A friend gave her the phone number to the Family Justice Center, and she called. Hours later, the center organized for someone to come to the house and serve the husband with restraining order papers, and he left.

“I felt so much relief,” Michele said. “So much relief that there’s someone that cares on this planet.”


My Sister’s House, which specializes in helping Asian and Pacific Islander survivors, said some callers have been experiencing assault and harassment that’s tinged with racism, particularly targeting Asians. The first reported cases of the virus were in Wuhan, China.

“We had a caller and a staff member could hear in the background the abuser basically saying, ‘No one is going to help you because you’re Asian’,” Guanzon Valmores said.

My Sister’s House typically files about four temporary restraining orders per month, said executive director Nilda Guanzon Valmores. After the stay-at-home orders began, it tripled to 12. The incidents described in the orders are much more intense than they were before the crisis, Guanzon Valmores said.

The nonprofit, based on Freeport Boulevard, also saw calls to its help line spike from 221 in February to 326 in March, when the stay-at-home order began. In April, calls went back down to 205.

Calls to WEAVE, the county’s largest domestic violence services provider, are down from last April, but the intensity is up, said CEO Beth Hassett.

“Pretty much everyone is in acute danger and in need of safety planning,” Hassett said.

The nonprofit on March 17 launched an online chat feature, to allow victims who are in physical proximity to their abusers to reach out more discretely, Hassett said. So far, 217 have done so.

While they try to serve the influx in victims, local organizations are struggling with less funding.

WEAVE had to close its two thrift stores, which produce the revenue it relies on to feed and shelter more than 60 victims. The Family Justice Center likely will have to cancel its big annual fall fundraiser, Whitmore said. My Sister’s House had to cancel its fashion show and gala fundraisers that take place every spring.

“We just haven’t had a lot of time to breathe and figure out what our needs are,” Guanzon Valmores said. To save money, the nonprofit cut the number of days the office was cleaned, but will now have to restore it to daily to prevent the spread of the coronavirus among staff.

————————

§ **Work task A**: According to the article on domestic violence services, on what date did WEAVE launch its online chat feature?
§ **Work task B**: Print the article on domestic violence services from "While they try" to "coronavirus among staff.".
The listing is separate material with no connection to the article on domestic violence services.

§ **Study material**:
————————

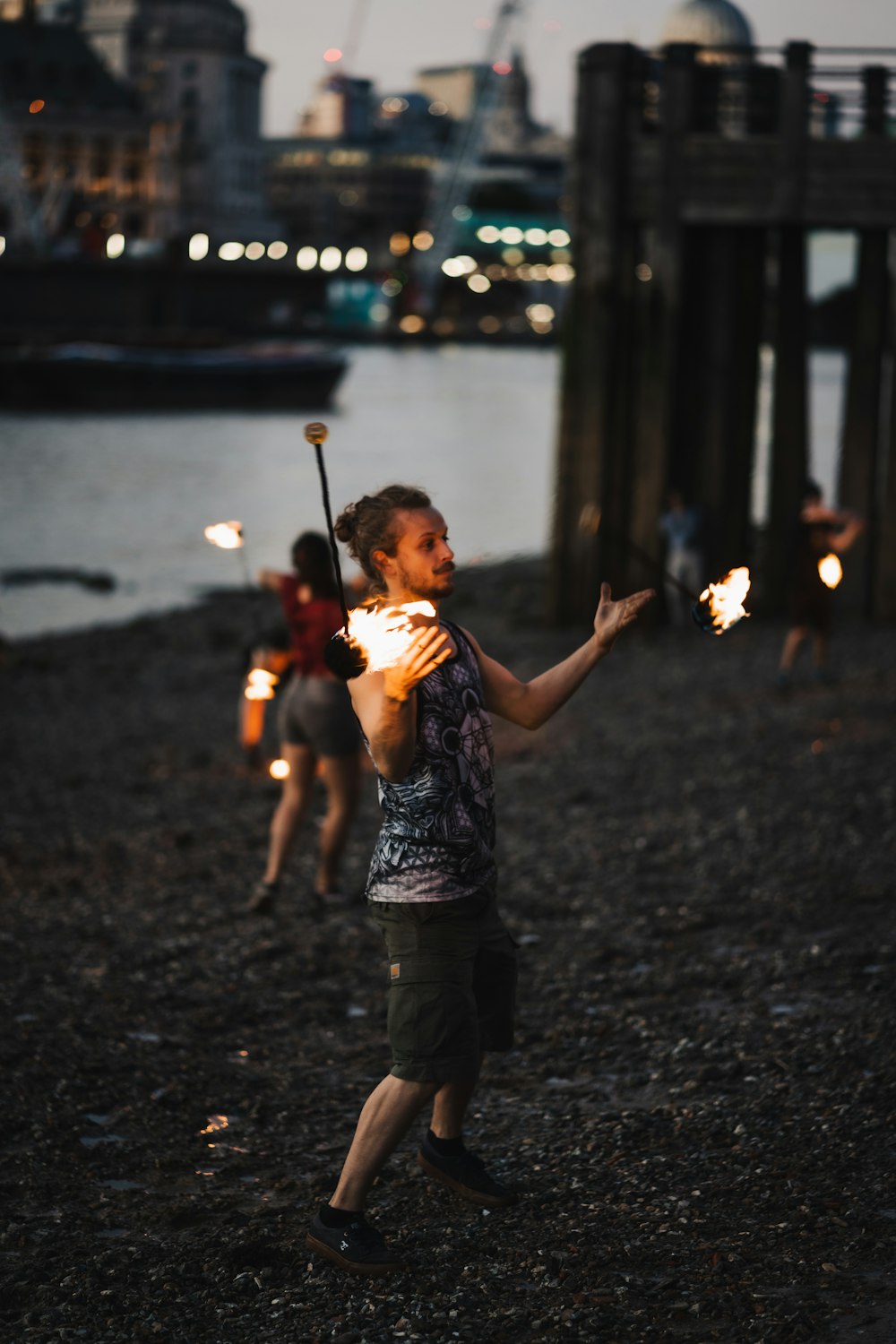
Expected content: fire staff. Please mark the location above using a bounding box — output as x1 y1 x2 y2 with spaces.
778 481 866 691
307 486 653 1274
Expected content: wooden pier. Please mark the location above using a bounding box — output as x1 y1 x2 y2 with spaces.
552 42 896 621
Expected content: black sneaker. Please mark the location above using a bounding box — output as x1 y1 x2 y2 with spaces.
305 1214 406 1274
417 1137 516 1209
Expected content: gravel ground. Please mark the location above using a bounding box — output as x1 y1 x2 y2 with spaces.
0 562 896 1344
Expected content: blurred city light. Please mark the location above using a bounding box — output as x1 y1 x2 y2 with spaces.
188 234 208 261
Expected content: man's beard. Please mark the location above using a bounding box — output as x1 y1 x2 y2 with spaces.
399 564 454 602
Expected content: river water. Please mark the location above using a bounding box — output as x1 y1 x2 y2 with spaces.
0 346 844 637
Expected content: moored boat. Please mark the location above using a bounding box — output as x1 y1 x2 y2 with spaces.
0 341 348 411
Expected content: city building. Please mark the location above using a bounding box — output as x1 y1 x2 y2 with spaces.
0 18 177 253
76 0 272 237
0 0 275 239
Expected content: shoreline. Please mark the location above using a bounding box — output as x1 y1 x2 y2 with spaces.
0 561 896 1344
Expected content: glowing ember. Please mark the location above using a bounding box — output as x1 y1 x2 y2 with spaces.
694 564 750 634
205 521 243 551
199 1116 229 1134
243 668 280 701
818 551 844 588
348 602 435 672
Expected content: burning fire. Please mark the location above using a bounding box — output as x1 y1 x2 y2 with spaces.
243 668 280 701
699 564 750 634
347 602 435 672
818 551 844 588
199 1116 229 1134
205 521 243 551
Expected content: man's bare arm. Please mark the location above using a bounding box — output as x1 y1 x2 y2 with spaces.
349 625 452 784
465 583 654 728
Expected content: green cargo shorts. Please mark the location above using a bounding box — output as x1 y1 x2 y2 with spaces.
369 892 516 1083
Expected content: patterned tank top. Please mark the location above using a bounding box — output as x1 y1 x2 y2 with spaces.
366 621 495 902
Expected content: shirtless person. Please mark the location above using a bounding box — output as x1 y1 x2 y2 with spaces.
306 486 653 1274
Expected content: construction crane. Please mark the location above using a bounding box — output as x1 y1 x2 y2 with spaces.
415 0 528 317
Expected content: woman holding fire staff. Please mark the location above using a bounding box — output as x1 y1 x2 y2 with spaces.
247 532 360 914
306 486 653 1274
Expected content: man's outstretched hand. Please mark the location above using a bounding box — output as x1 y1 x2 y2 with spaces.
594 583 656 653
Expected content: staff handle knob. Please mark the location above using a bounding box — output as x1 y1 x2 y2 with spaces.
305 421 329 446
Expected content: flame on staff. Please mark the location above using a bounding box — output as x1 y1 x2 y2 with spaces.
694 564 750 634
199 1116 229 1134
347 602 435 672
243 668 280 701
205 521 243 551
818 551 844 588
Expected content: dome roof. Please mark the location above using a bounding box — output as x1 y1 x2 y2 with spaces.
659 0 754 47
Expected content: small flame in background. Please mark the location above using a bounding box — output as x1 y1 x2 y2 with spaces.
199 1116 229 1134
700 564 750 634
818 551 844 588
347 602 435 672
243 668 280 701
205 519 243 551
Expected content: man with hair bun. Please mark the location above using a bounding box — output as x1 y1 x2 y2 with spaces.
306 486 653 1274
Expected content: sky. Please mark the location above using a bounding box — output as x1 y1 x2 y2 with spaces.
246 0 896 136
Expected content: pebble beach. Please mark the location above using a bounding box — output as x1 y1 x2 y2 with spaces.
0 561 896 1344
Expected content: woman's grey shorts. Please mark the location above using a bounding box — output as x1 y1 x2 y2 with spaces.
278 675 361 757
369 892 516 1083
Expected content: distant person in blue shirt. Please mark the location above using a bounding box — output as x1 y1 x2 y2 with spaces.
659 489 704 626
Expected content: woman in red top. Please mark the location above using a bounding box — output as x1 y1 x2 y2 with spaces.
248 532 361 914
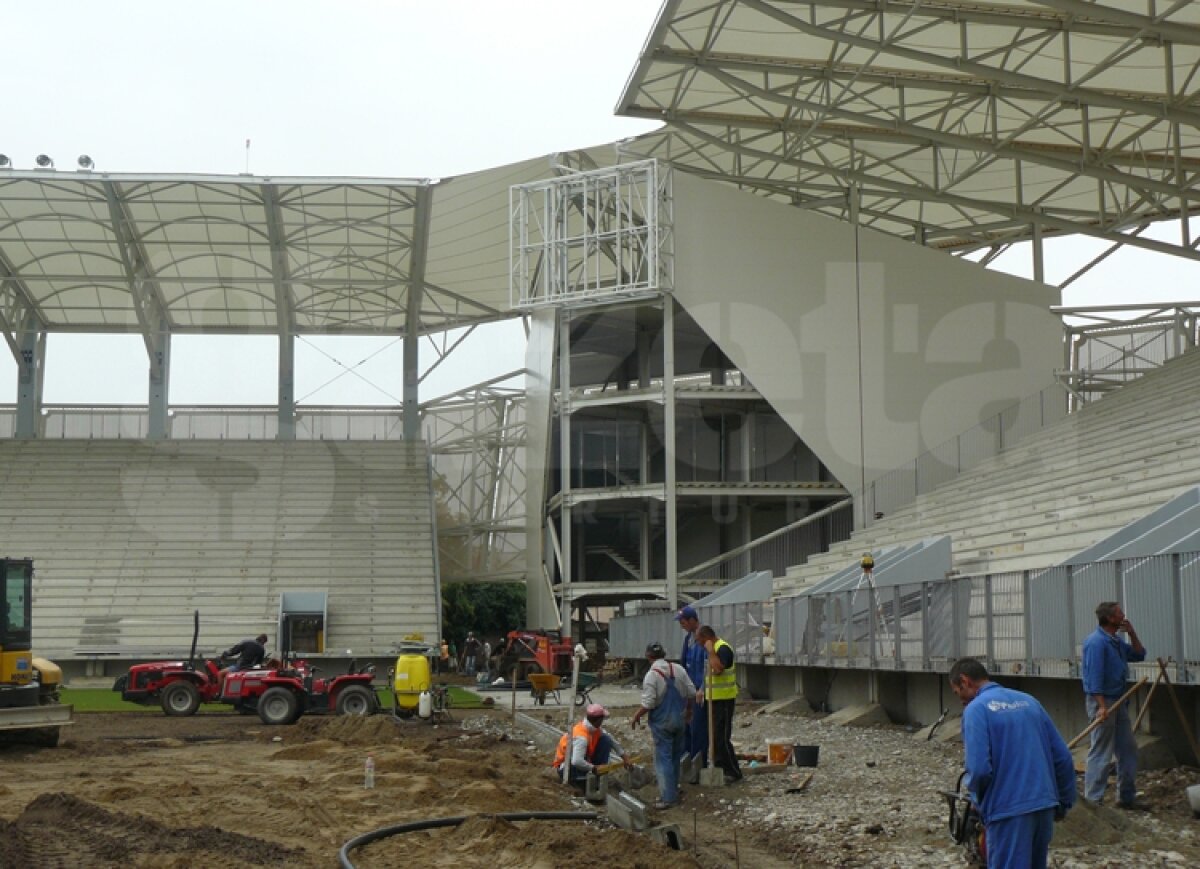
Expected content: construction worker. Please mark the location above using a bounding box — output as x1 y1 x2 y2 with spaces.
676 606 708 785
631 642 696 809
462 631 480 676
218 634 266 691
696 624 742 785
553 703 630 784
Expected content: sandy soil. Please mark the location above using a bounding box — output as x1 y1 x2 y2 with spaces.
0 711 1200 869
0 713 697 869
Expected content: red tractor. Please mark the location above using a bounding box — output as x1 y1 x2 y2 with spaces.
113 615 378 724
498 629 575 682
243 661 379 724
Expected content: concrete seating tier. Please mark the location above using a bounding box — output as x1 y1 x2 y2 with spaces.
0 439 438 659
775 353 1200 594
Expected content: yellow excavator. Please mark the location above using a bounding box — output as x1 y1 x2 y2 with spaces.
0 558 72 747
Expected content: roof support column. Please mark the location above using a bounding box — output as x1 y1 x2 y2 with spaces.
1033 221 1046 283
402 184 433 441
16 329 46 438
0 253 46 438
102 180 172 439
275 329 296 441
662 295 679 609
146 323 170 441
557 307 575 630
259 184 296 441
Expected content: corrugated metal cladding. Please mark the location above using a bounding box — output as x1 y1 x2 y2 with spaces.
610 552 1200 684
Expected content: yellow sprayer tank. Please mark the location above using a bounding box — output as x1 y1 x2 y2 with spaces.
391 654 432 712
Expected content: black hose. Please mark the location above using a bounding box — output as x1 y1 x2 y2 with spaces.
337 811 598 869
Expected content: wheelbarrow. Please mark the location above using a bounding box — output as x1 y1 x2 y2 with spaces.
529 673 563 706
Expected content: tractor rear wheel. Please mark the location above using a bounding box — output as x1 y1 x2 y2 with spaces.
336 685 376 715
158 682 200 715
258 685 300 725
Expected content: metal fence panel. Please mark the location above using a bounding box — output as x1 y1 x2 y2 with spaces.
610 552 1200 684
1178 552 1200 667
1030 568 1075 659
1123 556 1181 678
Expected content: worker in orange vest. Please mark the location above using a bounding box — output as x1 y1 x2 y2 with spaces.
553 703 630 783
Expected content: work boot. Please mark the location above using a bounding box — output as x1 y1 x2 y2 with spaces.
1117 799 1150 811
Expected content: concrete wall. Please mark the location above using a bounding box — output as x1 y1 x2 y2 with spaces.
674 172 1062 489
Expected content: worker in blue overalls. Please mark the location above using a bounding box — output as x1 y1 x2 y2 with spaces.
676 606 708 785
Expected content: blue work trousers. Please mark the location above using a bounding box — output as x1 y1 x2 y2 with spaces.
1084 695 1138 803
683 706 708 780
986 809 1054 869
650 721 684 803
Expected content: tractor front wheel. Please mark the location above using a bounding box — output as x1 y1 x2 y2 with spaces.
158 682 200 715
336 685 376 715
258 685 300 725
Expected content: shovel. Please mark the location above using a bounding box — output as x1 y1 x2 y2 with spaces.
700 661 725 787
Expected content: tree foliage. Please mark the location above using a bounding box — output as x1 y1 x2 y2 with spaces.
442 582 526 647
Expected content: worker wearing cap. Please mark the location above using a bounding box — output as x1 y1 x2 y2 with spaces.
676 606 708 772
553 703 629 783
632 642 696 809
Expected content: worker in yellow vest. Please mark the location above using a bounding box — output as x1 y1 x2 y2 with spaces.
554 703 630 783
696 624 742 785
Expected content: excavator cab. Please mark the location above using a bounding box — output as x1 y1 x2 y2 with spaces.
0 558 37 708
0 558 71 745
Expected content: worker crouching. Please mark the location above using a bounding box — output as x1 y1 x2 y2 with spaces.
553 703 629 785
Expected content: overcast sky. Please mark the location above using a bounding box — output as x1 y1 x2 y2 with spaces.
0 0 1200 404
0 0 659 404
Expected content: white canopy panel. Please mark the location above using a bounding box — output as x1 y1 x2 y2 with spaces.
0 157 553 335
617 0 1200 258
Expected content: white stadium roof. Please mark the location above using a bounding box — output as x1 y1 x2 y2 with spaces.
617 0 1200 258
0 0 1200 343
0 157 553 335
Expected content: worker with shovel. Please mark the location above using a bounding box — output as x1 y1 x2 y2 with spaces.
1081 600 1146 811
632 642 696 809
696 624 742 785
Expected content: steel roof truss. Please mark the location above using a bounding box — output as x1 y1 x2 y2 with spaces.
101 179 173 382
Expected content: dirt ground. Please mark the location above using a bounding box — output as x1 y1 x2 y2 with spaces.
0 711 1200 869
0 713 720 869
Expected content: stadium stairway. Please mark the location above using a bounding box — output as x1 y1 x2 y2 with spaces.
775 352 1200 595
0 439 438 659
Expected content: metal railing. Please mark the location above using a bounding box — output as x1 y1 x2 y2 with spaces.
608 552 1200 684
679 498 854 580
1051 301 1200 410
854 383 1068 527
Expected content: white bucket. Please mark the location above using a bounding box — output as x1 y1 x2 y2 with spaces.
1188 785 1200 817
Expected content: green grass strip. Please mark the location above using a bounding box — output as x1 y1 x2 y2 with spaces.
60 685 482 715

————————

§ **Answer space A**: March 17

§ **Answer space B**:
While they try to serve the influx in victims, local organizations are struggling with less funding.

WEAVE had to close its two thrift stores, which produce the revenue it relies on to feed and shelter more than 60 victims. The Family Justice Center likely will have to cancel its big annual fall fundraiser, Whitmore said. My Sister’s House had to cancel its fashion show and gala fundraisers that take place every spring.

“We just haven’t had a lot of time to breathe and figure out what our needs are,” Guanzon Valmores said. To save money, the nonprofit cut the number of days the office was cleaned, but will now have to restore it to daily to prevent the spread of the coronavirus among staff.